Please reproduce every one of the following lines word for word, from the first through the last.
********************
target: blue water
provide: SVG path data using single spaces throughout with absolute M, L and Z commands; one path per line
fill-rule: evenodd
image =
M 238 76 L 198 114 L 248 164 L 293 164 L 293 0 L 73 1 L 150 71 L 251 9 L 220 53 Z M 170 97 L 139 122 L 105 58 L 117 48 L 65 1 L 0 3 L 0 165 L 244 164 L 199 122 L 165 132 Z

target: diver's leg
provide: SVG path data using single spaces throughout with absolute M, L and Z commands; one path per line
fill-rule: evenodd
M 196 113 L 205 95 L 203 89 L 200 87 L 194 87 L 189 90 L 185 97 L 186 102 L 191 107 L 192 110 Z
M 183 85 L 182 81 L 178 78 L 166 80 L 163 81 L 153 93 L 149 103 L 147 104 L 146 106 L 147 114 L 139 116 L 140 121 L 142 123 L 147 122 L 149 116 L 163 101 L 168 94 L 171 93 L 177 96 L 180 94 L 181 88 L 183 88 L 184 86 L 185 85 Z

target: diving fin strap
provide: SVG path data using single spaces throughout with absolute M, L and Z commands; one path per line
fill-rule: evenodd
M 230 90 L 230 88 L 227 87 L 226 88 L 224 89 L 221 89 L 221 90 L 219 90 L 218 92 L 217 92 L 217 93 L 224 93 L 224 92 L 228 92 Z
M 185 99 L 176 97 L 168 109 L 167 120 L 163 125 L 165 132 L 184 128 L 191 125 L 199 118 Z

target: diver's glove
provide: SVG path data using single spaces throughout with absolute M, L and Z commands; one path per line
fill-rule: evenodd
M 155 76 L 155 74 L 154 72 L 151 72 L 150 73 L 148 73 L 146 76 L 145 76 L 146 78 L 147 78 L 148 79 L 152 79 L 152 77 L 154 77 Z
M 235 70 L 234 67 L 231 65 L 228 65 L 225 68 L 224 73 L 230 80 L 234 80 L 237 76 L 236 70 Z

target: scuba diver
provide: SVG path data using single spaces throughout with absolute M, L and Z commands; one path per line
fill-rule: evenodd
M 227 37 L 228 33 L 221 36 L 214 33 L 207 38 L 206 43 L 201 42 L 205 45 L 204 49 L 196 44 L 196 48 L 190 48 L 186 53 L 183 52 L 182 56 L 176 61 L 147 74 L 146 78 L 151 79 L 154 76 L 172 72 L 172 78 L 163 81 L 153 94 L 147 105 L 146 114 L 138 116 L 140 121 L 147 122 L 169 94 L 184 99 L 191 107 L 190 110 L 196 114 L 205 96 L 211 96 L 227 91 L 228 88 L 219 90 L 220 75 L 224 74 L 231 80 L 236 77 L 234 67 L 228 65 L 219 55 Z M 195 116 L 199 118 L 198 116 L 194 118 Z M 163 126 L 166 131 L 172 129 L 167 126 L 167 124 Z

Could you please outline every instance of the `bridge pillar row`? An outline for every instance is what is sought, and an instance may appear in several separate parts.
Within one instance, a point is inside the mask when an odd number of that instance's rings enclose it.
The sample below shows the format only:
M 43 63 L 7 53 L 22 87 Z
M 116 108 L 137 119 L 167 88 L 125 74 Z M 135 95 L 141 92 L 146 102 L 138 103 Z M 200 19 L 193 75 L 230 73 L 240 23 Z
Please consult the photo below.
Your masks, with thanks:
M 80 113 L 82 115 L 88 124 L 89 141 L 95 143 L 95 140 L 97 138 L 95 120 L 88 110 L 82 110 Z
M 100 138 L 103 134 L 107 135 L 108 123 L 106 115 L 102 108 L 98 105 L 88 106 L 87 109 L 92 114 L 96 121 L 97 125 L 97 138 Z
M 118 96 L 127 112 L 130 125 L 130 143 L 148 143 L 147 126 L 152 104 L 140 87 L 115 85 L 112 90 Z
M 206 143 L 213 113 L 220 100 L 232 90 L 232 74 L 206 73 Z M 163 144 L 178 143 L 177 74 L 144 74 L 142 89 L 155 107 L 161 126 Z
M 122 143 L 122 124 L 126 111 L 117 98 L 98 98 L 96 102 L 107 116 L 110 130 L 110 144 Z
********************
● **Written answer**
target: blue water
provide: SVG path data using single spaces throughout with absolute M, L and Z commands; one path per line
fill-rule: evenodd
image =
M 238 76 L 198 114 L 248 164 L 293 164 L 293 0 L 73 1 L 150 71 L 251 9 L 220 53 Z M 170 97 L 139 122 L 105 58 L 117 48 L 65 1 L 0 3 L 0 165 L 244 164 L 199 122 L 165 132 Z

target: diver's leg
provide: SVG path data using single spaces throughout with absolute M, L and Z commands; one path per line
fill-rule: evenodd
M 196 113 L 205 95 L 203 89 L 200 87 L 194 87 L 189 90 L 185 97 L 186 102 L 191 107 L 192 110 Z
M 183 85 L 182 81 L 178 78 L 166 80 L 163 81 L 153 93 L 149 103 L 147 104 L 146 106 L 147 114 L 139 116 L 140 121 L 142 123 L 147 122 L 149 116 L 163 101 L 168 94 L 171 93 L 177 96 L 180 94 L 181 88 L 183 88 L 184 86 L 185 85 Z

target: diving fin strap
provide: SVG path data using single spaces throughout with absolute M, L and Z commands; one path per line
fill-rule: evenodd
M 230 90 L 230 88 L 227 87 L 226 88 L 224 89 L 221 89 L 221 90 L 219 90 L 218 92 L 217 92 L 217 93 L 224 93 L 224 92 L 228 92 Z
M 185 99 L 176 97 L 168 109 L 167 120 L 163 125 L 165 132 L 184 128 L 191 125 L 199 118 Z

target: diver's glove
provide: SVG path data using single spaces throughout with absolute M, L and Z commands; one path per line
fill-rule: evenodd
M 155 76 L 155 74 L 154 72 L 151 72 L 150 73 L 148 73 L 146 76 L 145 76 L 146 78 L 147 78 L 148 79 L 152 79 L 152 77 L 154 77 Z
M 235 70 L 234 67 L 231 65 L 228 65 L 225 68 L 224 73 L 230 80 L 234 80 L 237 76 L 236 70 Z

target: scuba diver
provide: SVG path data using single spaces throughout with absolute M, L and Z commands; one path per line
fill-rule: evenodd
M 227 37 L 228 33 L 221 36 L 214 33 L 207 38 L 206 43 L 201 42 L 205 45 L 204 49 L 196 44 L 196 48 L 190 48 L 186 53 L 183 52 L 182 56 L 176 61 L 147 74 L 146 78 L 151 79 L 154 76 L 172 72 L 172 78 L 163 81 L 153 94 L 147 105 L 146 114 L 138 116 L 140 121 L 147 122 L 169 94 L 184 99 L 191 107 L 190 110 L 196 114 L 205 96 L 211 96 L 227 91 L 228 88 L 219 90 L 220 75 L 224 74 L 231 80 L 236 77 L 234 67 L 228 65 L 219 55 Z M 195 116 L 199 118 L 198 116 L 194 118 Z M 163 126 L 166 131 L 172 129 L 167 126 L 167 124 Z

Could you please outline every instance of the `bridge pillar row`? An outline for every instance is what is sought, and an instance may appear in several separate parts.
Within one instance, a point is inside the mask when an odd number of that instance's rings enclose it.
The sample below shows the format only:
M 43 63 L 7 53 L 22 87 Z
M 116 108 L 137 119 L 167 88 L 125 74 Z M 135 95 L 141 92 L 146 102 L 138 103 Z M 200 19 L 193 75 L 230 73 L 240 23 Z
Please consult the photo below.
Your masks, with thanks:
M 80 113 L 82 115 L 88 124 L 89 141 L 95 143 L 95 140 L 97 138 L 95 120 L 88 110 L 82 110 Z
M 100 138 L 103 134 L 107 135 L 108 123 L 106 115 L 102 108 L 98 105 L 88 106 L 87 109 L 92 114 L 96 121 L 97 125 L 97 138 Z
M 118 96 L 127 112 L 130 125 L 130 143 L 148 143 L 147 126 L 152 104 L 140 87 L 115 85 L 112 90 Z
M 206 143 L 213 113 L 220 100 L 232 90 L 232 74 L 206 73 Z M 163 144 L 178 143 L 177 74 L 144 74 L 142 89 L 155 107 L 161 126 Z
M 122 143 L 122 124 L 126 111 L 117 98 L 98 98 L 96 102 L 107 116 L 110 130 L 110 144 Z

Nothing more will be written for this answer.